** begin Selected passage **

Richard John Lloyd FRSE DLitt (1846-1906) was a British linguist and phoneticist. He researched the acoustics of vowel sounds and articulation, which he deemed “minute phonetics”. His field of work did not become popular until the late 20th century, around 100 years after his original work.

Life
He was born in Liverpool on 14 October 1846, into the well-established family business of Richard Lloyd & Brothers. At first entering the family business, he only attended university later in life, graduating from the University of London in 1875 with a BA.

In 1890 the university awarded him an honorary doctorate (DLitt). In 1897 he was elected a Fellow of the Royal Society of Edinburgh. His proposers were John Gray McKendrick, Alexander Buchan, James Thomson Bottomley and Magnus Maclean. He took a particular interest in Esperanto, and became vice-president of the International Phonetic Association.

** end Selected passage **
** begin Items **

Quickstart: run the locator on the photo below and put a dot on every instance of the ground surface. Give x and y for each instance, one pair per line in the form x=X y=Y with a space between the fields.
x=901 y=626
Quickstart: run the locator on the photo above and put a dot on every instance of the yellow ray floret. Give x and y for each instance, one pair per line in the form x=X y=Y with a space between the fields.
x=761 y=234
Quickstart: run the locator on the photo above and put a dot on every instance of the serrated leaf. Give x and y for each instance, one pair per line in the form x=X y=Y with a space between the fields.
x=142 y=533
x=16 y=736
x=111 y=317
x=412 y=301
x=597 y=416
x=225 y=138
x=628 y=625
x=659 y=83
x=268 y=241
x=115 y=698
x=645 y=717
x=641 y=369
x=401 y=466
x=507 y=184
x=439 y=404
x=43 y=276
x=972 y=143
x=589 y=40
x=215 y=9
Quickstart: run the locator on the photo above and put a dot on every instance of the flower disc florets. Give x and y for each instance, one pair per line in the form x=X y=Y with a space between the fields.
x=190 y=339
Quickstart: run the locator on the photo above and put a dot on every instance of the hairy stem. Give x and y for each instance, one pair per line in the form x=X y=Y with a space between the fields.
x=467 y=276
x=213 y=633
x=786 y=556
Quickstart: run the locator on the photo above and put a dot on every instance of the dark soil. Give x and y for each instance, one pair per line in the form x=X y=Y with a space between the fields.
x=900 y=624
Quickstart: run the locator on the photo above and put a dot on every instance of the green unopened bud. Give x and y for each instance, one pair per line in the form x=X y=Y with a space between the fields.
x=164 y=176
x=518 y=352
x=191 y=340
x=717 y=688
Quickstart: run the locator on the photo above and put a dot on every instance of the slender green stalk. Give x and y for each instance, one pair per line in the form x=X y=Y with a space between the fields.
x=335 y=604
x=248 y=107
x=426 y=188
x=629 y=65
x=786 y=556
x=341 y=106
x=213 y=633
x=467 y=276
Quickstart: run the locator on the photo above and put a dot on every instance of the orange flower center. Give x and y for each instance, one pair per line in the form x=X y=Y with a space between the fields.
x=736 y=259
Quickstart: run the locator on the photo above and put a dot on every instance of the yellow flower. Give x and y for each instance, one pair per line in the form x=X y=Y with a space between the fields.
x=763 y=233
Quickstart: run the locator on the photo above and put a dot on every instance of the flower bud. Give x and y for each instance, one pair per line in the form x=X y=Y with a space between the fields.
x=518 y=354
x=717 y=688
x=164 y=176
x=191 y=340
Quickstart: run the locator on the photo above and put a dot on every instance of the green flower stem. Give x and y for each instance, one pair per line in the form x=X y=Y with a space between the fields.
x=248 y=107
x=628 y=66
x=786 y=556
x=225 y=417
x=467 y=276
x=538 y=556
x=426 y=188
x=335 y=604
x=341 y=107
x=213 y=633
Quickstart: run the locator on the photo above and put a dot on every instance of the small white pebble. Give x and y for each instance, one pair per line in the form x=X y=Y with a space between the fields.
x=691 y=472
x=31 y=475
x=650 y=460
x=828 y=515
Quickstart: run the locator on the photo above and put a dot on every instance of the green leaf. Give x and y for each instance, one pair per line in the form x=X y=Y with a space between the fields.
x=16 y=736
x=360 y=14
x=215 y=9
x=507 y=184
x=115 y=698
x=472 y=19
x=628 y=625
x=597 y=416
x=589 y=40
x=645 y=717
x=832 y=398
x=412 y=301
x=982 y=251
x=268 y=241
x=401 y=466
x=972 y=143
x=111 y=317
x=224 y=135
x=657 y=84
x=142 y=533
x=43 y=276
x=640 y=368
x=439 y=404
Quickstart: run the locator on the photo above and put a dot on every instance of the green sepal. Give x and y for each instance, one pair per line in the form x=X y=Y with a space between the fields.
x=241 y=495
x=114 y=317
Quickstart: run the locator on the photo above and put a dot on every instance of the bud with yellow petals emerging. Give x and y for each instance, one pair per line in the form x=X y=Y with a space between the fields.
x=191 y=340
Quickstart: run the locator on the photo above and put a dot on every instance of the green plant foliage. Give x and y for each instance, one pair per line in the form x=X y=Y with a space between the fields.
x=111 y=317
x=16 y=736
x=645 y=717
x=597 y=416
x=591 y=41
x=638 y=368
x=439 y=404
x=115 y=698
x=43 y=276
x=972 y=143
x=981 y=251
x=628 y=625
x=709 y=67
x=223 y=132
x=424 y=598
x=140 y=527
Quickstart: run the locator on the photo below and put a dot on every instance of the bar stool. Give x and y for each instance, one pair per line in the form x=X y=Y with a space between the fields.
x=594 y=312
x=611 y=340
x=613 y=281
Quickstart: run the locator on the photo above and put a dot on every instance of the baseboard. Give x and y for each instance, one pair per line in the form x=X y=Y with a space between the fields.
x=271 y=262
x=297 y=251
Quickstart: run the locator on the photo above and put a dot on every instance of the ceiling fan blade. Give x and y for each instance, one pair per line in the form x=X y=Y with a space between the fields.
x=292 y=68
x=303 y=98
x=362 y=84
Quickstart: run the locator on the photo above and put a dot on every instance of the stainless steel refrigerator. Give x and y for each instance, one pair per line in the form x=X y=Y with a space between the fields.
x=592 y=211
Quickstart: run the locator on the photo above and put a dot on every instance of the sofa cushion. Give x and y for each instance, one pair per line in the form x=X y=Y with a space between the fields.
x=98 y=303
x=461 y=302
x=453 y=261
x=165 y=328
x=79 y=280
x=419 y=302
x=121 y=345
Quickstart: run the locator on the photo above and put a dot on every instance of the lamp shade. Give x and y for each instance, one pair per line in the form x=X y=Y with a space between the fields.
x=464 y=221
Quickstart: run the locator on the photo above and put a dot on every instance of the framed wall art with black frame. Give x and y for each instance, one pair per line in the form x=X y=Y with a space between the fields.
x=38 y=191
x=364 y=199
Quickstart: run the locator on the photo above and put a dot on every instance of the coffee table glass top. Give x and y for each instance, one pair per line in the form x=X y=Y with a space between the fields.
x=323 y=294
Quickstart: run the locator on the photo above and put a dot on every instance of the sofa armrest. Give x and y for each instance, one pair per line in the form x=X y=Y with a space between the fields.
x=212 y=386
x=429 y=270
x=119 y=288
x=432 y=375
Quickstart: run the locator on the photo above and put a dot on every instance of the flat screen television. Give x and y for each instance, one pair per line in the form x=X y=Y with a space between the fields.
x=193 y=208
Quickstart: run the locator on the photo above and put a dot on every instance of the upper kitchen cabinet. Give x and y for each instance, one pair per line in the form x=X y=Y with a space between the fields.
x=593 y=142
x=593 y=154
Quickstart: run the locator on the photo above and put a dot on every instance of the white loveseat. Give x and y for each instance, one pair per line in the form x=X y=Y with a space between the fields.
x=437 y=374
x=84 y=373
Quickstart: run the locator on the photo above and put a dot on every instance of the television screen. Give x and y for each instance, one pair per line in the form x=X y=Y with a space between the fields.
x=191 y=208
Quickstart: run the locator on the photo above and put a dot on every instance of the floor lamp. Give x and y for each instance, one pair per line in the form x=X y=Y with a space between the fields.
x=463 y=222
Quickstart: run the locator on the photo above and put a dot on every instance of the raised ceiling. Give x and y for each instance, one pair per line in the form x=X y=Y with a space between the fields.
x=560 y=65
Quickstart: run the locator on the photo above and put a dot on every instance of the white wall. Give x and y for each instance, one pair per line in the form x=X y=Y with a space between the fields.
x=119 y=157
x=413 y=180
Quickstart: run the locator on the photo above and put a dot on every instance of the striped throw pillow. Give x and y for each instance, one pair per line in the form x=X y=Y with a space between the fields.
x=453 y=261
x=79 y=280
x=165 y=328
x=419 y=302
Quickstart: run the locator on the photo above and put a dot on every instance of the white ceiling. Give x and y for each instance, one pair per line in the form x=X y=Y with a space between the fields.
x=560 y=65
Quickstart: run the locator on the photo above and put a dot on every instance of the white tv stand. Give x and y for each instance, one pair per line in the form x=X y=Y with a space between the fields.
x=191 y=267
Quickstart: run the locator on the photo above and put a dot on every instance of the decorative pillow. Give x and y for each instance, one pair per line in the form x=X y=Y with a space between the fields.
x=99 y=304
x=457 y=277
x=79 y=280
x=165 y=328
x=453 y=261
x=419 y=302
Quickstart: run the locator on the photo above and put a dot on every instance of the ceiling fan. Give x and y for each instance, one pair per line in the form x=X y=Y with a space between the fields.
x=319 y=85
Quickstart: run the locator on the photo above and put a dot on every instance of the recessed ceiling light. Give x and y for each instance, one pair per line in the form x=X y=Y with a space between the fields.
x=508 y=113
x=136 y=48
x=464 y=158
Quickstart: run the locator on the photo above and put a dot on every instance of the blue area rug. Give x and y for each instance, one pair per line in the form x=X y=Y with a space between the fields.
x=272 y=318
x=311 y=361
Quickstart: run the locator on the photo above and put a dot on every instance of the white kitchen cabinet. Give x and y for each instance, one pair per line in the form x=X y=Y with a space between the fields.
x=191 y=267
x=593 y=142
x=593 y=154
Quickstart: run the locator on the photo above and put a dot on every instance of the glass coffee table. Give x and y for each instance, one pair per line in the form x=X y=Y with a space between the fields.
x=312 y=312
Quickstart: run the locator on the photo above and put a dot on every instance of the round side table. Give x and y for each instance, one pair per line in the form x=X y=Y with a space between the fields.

** end Items **

**Problem to work on:**
Reproduce the passage above on Richard John Lloyd word for word, from "Richard John Lloyd" to "International Phonetic Association.".

**Output for this task:**
Richard John Lloyd FRSE DLitt (1846-1906) was a British linguist and phoneticist. He researched the acoustics of vowel sounds and articulation, which he deemed “minute phonetics”. His field of work did not become popular until the late 20th century, around 100 years after his original work.

Life
He was born in Liverpool on 14 October 1846, into the well-established family business of Richard Lloyd & Brothers. At first entering the family business, he only attended university later in life, graduating from the University of London in 1875 with a BA.

In 1890 the university awarded him an honorary doctorate (DLitt). In 1897 he was elected a Fellow of the Royal Society of Edinburgh. His proposers were John Gray McKendrick, Alexander Buchan, James Thomson Bottomley and Magnus Maclean. He took a particular interest in Esperanto, and became vice-president of the International Phonetic Association.